PROVIDED DATA:
==================================================

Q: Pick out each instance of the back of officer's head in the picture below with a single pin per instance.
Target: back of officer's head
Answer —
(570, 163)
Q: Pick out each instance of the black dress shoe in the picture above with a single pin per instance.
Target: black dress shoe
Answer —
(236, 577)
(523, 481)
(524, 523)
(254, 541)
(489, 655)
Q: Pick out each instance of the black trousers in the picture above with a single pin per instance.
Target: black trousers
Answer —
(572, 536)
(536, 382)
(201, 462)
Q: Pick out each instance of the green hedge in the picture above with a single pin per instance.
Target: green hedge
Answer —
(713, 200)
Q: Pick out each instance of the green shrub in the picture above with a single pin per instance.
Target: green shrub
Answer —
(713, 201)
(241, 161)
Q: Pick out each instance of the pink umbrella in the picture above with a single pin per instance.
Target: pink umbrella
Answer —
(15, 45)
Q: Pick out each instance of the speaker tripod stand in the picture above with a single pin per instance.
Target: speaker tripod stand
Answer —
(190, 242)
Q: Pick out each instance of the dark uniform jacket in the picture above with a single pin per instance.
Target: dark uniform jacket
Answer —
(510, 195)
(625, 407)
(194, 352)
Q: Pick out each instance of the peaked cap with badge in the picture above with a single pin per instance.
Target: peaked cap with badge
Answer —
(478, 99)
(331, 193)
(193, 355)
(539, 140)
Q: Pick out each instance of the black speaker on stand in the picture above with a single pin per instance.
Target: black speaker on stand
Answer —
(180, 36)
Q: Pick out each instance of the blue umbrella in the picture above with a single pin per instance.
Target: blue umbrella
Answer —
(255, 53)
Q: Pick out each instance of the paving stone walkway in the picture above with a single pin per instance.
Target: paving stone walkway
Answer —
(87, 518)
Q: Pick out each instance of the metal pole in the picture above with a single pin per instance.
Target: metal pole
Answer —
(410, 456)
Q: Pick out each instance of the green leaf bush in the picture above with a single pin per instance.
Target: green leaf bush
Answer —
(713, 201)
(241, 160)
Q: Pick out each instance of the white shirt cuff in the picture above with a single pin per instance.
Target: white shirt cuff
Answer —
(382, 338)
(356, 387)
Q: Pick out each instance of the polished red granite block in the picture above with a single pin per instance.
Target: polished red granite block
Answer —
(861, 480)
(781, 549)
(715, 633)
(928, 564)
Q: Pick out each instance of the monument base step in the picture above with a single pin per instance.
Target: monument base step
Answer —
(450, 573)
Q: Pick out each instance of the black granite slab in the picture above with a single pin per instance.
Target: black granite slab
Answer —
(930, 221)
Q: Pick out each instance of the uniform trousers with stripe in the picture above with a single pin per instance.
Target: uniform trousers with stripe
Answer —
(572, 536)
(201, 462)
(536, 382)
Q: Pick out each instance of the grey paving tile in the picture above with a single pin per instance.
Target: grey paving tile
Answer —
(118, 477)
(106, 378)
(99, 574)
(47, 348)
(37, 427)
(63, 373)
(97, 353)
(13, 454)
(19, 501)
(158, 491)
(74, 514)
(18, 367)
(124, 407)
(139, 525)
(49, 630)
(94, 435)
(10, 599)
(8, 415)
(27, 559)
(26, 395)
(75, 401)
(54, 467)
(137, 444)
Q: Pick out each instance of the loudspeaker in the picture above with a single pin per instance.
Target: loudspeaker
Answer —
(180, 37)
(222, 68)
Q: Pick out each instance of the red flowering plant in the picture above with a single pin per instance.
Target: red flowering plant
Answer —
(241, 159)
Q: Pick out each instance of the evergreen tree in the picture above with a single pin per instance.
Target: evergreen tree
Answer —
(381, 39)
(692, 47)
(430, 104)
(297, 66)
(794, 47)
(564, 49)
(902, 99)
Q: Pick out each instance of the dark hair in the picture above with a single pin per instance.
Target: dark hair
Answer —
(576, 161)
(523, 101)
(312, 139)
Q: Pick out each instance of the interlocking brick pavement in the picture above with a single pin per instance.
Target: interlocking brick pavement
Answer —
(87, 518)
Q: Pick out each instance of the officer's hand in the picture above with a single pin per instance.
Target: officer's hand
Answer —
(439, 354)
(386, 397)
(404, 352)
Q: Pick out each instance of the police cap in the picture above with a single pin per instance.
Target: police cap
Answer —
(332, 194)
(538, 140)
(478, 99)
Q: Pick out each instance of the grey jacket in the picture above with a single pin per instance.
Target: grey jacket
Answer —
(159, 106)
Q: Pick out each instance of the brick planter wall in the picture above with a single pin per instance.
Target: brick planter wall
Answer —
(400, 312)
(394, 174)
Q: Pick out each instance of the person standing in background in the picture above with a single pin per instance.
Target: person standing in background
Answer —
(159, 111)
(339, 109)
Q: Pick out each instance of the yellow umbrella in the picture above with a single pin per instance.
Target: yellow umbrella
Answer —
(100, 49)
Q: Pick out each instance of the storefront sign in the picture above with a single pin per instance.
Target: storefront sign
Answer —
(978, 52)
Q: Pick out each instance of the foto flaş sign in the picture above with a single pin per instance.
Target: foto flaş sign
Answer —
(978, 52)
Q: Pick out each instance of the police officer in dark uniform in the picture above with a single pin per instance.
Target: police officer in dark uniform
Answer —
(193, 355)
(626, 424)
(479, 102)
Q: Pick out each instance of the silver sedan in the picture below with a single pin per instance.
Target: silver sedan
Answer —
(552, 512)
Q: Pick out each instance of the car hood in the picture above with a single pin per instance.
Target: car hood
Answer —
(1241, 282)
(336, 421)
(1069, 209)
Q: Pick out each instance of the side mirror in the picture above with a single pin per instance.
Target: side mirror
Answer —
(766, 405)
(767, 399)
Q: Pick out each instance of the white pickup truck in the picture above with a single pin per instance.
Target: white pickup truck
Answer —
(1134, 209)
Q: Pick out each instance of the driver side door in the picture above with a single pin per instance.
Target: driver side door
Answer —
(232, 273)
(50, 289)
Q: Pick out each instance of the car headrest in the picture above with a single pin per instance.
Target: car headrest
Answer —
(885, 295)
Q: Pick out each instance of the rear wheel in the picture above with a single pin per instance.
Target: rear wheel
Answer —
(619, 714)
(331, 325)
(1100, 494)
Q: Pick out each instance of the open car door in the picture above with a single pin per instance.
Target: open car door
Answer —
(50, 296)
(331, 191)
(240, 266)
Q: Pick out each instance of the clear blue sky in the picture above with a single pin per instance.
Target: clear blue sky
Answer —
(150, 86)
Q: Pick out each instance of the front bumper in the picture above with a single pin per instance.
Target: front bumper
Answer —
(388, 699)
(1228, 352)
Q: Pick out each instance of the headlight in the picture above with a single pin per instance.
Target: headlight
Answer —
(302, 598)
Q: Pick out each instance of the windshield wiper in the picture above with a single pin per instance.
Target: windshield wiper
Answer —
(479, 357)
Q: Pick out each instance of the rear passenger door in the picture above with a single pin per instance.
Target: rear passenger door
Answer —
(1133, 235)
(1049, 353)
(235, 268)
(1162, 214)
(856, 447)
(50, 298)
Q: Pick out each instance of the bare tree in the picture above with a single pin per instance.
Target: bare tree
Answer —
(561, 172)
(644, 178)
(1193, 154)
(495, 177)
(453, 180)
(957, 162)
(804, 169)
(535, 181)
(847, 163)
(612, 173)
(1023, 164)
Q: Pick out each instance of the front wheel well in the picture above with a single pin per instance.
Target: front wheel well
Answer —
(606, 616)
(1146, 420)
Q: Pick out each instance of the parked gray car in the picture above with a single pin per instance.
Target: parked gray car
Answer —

==================================================

PROBLEM TO SOLVE: In your reply, write out all of the material exactly as it was given.

ANSWER AREA:
Q: Pick out each instance of the back of officer's head in the picture below with a single pin per instance.
Target: back of officer's head
Answer —
(570, 163)
Q: Pick out each instance of the black dress shoe in the picture above with a single pin per instance.
Target: black dress shoe
Answer —
(236, 577)
(523, 481)
(524, 523)
(254, 541)
(489, 655)
Q: Pick out each instance of the black trousers in the picture above with a single pin per instance.
Target: black trousers
Answer —
(572, 536)
(536, 382)
(201, 462)
Q: Pick out each instance of the green hedge in the picture above with a single pin per instance.
Target: green hedge
Answer —
(713, 200)
Q: Pick out each instance of the green shrub in the picture above with a single pin per instance.
Target: green shrub
Answer —
(713, 201)
(241, 161)
Q: Pick out each instance of the pink umbrella in the picture above with a single pin per instance.
Target: pink umbrella
Answer —
(15, 45)
Q: Pick out each instance of the speaker tripod stand in the picture above with a single pin per instance.
Target: speaker tripod stand
Answer —
(190, 242)
Q: Pick out each instance of the dark uniform jacket in the picture above with a single pin per instance.
Target: dark uniform jacket
Answer —
(510, 195)
(625, 407)
(194, 352)
Q: Pick out each instance of the peaked cap with badge in the picture above with a single pin per instance.
Target: peaked cap with badge
Answer —
(478, 99)
(331, 193)
(193, 355)
(539, 140)
Q: Pick out each instance of the black speaker on stand in the picture above with a single pin per instance.
Target: black speaker on stand
Answer —
(180, 36)
Q: Pick out each instance of the blue umbrella in the picture above with a single pin per instance.
Target: blue umbrella
Answer —
(255, 53)
Q: Pick out each instance of the paving stone walkway in the picture above with a single pin per instance.
Target: paving stone walkway
Answer —
(87, 518)
Q: Pick out each instance of the metal pole in the picture above with a single pin per instance.
Target: metal pole
Answer —
(410, 456)
Q: Pick out each instance of the green leaf bush in the picture above with a single pin per instance.
Target: green leaf bush
Answer —
(713, 201)
(241, 160)
Q: Pick out each instance of the white shirt cuff in the picture above with a single pin per instance.
Target: white shirt cuff
Answer —
(382, 338)
(356, 387)
Q: Pick out each instance of the polished red granite block in the picture above with a single pin per instance.
Target: polished red granite block
Answer —
(861, 480)
(781, 549)
(715, 633)
(928, 564)
Q: Pick out each instance of the monument base step in the picture above with a single pin per instance.
Target: monument base step
Answer —
(450, 573)
Q: Pick out each instance of the black granite slab in the picture above with a single pin per instance.
Target: black granite slab
Answer —
(930, 221)
Q: Pick out each instance of the uniform trousers with stripe in the picture above with a single pin per instance.
Target: uniform trousers with stripe
Answer —
(572, 536)
(201, 462)
(536, 382)
Q: Pick out each instance of the grey paving tile in the picture above with a single pin per instance.
Target: grey paving tile
Answer —
(118, 477)
(106, 378)
(99, 574)
(47, 348)
(37, 427)
(63, 373)
(97, 353)
(13, 454)
(19, 501)
(158, 491)
(74, 514)
(18, 367)
(124, 407)
(139, 525)
(49, 630)
(94, 435)
(10, 599)
(8, 415)
(27, 559)
(26, 395)
(75, 401)
(54, 467)
(137, 444)
Q: Pick out each instance of the loudspeaker in the picture above with a single pin per instance.
Target: loudspeaker
Answer —
(180, 37)
(222, 68)
Q: Pick out each instance of the red flowering plant in the picture above with a single pin per instance.
Target: red flowering plant
Answer —
(241, 159)
Q: Pick out each instance of the evergreen tree in the picture above with a single pin per instance.
Target: evergreen tree
Answer —
(381, 39)
(692, 47)
(430, 104)
(297, 66)
(794, 47)
(564, 49)
(902, 99)
Q: Pick out each instance of the dark hair in the picture above with a single pin per instance.
Target: dark hair
Answer —
(576, 161)
(523, 101)
(312, 139)
Q: Pick out each instance of the interlocking brick pavement in the picture above with a single pin per instance.
Target: interlocking brick pavement
Answer —
(87, 518)
Q: Pick out each instance of the officer's hand in the picture above with a single pin per instance.
Target: officer's hand
Answer —
(439, 354)
(386, 397)
(404, 352)
Q: Pick out each instance of the police cap in the picture above with a single pin per instance.
Target: police cap
Answer —
(332, 194)
(538, 140)
(478, 99)
Q: Pick out each instance of the grey jacket in the picture above with a single pin per instance.
Target: grey jacket
Answer —
(159, 106)
Q: Pick out each instance of the brick planter wall in the picture above with a single pin per instance.
Target: brick planter wall
Answer —
(400, 312)
(394, 174)
Q: Pick out each instance of the person standing in background in the picture above with a single pin per instance.
Target: person standing in background
Answer —
(159, 111)
(339, 109)
Q: Pick out each instance of the yellow umbrella in the picture above with a single pin per instance.
Target: yellow umbrella
Answer —
(100, 49)
Q: Pick out each instance of the storefront sign in the picture above with a single pin per instance.
Target: storefront sign
Answer —
(978, 52)
Q: Pick out each instance of the foto flaş sign in the picture above with a single pin per instance.
Target: foto flaş sign
Answer —
(978, 52)
Q: Pick out each instance of the police officer in dark uniform in the picture above with a single pin per instance.
Target: police officer in dark uniform
Answer —
(193, 355)
(626, 424)
(479, 102)
Q: Pick out each instance of the silver sedan in the picture below with a single pin per instance.
Target: silver sedan
Answer —
(552, 512)
Q: Pick out each instance of the car hood in the picture above with a single pin per instance.
Target: car hood
Answer —
(1241, 282)
(336, 421)
(1069, 209)
Q: Pick out each instance of the side mirror in the picture above with a single pin per instance.
Target: side mirror
Answer —
(766, 405)
(767, 399)
Q: Pick out each instance of the white pickup truck in the picture above with a single pin per instance.
Target: white pickup truck
Answer —
(1134, 209)
Q: Pick out each instance of the driver side door in the picture above with a single pin per instance.
Target: driver side door
Answer —
(232, 273)
(50, 289)
Q: Pick out each instance of the car headrest in the picture above with a single pin per instance.
Target: car headrest
Answer —
(885, 295)
Q: Pick out each instance of the rear wheel in the picture above with a single pin per instance.
Target: rear wheel
Answer —
(619, 714)
(331, 325)
(1100, 494)
Q: Pick out each instance of the open car door in the picture above with a single pin per instance.
Target: open car door
Answer —
(50, 296)
(331, 191)
(240, 266)
Q: Pick out each instance of the clear blue sky in the picture above with a single pin per instance.
Target: clear blue sky
Answer —
(150, 86)
Q: Pick out each instance of the front bumper in the picture above with a single pin per instance.
Target: front bumper
Answer —
(388, 699)
(1228, 352)
Q: Pick out each instance of the headlight in the picture above with a single pin per instance.
Target: headlight
Answer —
(302, 598)
Q: Pick out each instance of the windshield wiper in the picture above with a single pin per instance.
Target: windshield wiper
Answer —
(479, 357)
Q: Pick out each instance of the rear passenger door in the picture above with a single pin per instance.
Target: rear passenger door
Answer —
(1133, 235)
(1049, 353)
(235, 268)
(1162, 214)
(856, 447)
(50, 298)
Q: Pick out each instance of the bare tree in the picture above with a single pin per instance.
Target: bare tree
Answer —
(561, 172)
(644, 178)
(1193, 154)
(495, 177)
(453, 180)
(957, 162)
(804, 169)
(535, 181)
(847, 163)
(612, 173)
(1023, 164)
Q: Pick out each instance of the front wheel well in the picture above with a single pin per instance.
Target: front wheel well
Answer —
(606, 616)
(1146, 420)
Q: Pick out each instance of the parked gray car in the picture above with a single pin per instance.
Target: parked gray car
Answer —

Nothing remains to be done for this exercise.